Input below:

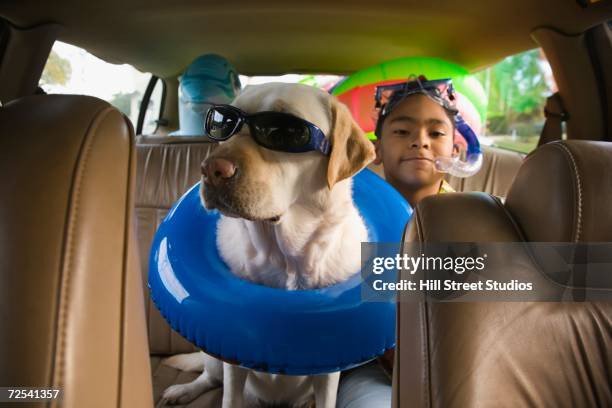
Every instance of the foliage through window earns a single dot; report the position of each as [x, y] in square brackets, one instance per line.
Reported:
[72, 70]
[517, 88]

End of Input.
Input below:

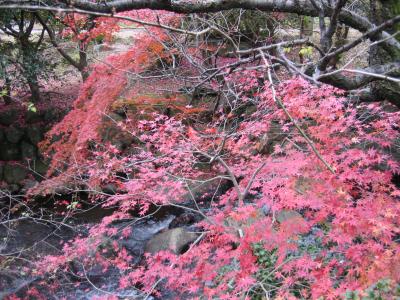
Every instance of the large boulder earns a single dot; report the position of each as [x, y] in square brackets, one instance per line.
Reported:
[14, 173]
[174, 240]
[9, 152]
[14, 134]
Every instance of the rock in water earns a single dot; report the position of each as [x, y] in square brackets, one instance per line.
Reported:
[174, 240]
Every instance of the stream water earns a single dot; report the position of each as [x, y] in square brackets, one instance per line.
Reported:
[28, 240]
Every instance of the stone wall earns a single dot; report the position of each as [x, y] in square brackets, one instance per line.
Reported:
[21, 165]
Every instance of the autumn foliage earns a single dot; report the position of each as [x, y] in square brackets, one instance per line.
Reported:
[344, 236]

End of Input.
Input below:

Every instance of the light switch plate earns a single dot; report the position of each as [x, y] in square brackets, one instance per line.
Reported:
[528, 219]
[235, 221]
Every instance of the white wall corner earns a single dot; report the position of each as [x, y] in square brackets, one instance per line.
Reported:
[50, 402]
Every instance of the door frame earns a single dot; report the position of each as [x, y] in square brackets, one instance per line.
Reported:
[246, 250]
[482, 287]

End of Input.

→ **Assignment**:
Pull out every line in the data above that has the word "water".

→ **Answer box**:
Every instance of the rock in water earns a single dot; report the position of each as [x, y] in square brackets, one instance per line.
Every instance of the stream water earns a single dot; report the position of each as [x, y] in square brackets, one instance per line.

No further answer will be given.